#### Task brief
For each line of the data that includes the word "image", copy the line.

#### Items from a dataset

+++

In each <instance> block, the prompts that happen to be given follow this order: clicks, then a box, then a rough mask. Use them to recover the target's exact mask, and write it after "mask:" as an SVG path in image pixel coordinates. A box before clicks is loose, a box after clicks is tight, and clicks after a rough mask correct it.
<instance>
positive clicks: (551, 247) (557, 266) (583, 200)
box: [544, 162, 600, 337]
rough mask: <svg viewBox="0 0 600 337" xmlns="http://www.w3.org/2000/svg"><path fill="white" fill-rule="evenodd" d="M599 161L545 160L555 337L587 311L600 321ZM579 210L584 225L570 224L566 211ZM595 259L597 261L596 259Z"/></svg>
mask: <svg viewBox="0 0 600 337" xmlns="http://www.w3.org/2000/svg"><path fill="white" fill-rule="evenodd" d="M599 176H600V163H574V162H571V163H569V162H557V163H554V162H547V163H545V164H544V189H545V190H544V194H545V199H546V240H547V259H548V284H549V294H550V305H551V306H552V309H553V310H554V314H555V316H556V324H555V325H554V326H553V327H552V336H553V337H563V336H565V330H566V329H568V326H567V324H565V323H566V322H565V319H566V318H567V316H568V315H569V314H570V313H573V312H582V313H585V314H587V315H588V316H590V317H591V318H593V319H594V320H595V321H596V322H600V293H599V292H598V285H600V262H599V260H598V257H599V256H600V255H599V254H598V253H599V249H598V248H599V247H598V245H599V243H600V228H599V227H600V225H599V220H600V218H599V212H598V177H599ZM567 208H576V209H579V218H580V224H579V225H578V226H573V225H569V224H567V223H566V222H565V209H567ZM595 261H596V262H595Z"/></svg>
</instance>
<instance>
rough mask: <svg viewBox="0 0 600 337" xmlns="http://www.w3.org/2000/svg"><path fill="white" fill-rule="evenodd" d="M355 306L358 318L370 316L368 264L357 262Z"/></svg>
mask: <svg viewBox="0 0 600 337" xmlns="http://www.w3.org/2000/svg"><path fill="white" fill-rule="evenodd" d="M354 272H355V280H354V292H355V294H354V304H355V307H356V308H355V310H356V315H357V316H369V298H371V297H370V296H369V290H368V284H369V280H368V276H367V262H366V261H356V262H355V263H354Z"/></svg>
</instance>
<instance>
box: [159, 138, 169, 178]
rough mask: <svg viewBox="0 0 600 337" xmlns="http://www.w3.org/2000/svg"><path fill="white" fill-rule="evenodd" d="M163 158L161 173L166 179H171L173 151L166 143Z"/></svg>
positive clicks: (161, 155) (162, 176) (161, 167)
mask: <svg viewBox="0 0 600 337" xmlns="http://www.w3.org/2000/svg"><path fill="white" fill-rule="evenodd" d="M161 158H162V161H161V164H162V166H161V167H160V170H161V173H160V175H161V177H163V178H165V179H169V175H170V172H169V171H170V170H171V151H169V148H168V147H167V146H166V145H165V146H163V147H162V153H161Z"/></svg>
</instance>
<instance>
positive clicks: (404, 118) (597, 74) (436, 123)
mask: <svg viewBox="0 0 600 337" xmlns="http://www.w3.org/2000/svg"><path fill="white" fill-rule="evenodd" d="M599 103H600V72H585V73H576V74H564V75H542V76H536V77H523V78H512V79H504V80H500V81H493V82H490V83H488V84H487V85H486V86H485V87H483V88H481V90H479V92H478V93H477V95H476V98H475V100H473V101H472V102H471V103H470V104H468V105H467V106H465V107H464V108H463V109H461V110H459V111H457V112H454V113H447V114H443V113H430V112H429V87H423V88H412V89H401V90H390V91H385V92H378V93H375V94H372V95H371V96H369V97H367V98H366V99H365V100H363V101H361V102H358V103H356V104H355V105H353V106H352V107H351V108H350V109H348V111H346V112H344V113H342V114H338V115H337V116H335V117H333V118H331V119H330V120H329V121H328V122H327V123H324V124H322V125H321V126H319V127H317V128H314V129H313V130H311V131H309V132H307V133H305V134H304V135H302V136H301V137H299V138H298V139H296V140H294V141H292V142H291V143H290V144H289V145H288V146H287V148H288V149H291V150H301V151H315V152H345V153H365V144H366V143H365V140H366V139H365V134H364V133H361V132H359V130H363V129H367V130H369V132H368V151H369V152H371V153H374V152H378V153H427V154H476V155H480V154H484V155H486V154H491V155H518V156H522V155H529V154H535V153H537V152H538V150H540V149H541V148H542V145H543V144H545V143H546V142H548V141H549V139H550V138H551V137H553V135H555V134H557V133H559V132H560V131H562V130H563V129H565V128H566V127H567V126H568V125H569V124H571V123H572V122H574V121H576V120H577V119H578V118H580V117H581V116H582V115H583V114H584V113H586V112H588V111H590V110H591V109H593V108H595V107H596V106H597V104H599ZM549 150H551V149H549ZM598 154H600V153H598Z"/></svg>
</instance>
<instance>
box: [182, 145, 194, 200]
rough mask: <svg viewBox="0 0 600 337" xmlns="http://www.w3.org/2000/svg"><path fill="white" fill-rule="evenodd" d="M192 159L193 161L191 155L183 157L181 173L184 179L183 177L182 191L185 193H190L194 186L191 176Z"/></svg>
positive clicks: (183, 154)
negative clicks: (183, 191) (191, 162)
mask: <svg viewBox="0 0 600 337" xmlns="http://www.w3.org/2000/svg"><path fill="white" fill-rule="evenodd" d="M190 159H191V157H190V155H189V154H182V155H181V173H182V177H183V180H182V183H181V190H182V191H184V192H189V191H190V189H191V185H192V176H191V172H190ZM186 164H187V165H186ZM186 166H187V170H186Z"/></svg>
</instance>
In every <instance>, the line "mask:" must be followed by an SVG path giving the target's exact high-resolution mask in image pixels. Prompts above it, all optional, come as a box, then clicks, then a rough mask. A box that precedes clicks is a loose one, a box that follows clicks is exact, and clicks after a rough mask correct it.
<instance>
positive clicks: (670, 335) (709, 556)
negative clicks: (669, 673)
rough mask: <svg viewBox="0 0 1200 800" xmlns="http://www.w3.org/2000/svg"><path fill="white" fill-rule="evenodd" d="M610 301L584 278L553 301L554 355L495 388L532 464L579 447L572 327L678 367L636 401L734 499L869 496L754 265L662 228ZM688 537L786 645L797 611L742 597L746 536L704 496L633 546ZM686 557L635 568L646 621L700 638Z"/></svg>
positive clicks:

+++

#### Answer space
In each <instance> block, the prompts that happen to be given follow this order: clicks, then a box, then a rough mask. Use them to recover the target's exact mask, and write it after "mask:" as an SVG path in image pixel coordinates. A box before clicks is loose, a box after clicks is tight, and clicks after a rough mask correct it.
In every <instance>, the line "mask:" must be followed by an SVG path giving the target's exact high-resolution mask in image pixels. Prompts above it, all optional, come as a box, then clicks, then a rough mask. A box that precedes clicks is a loose one, a box that follows clicks is exact, and clicks after a rough mask correct it.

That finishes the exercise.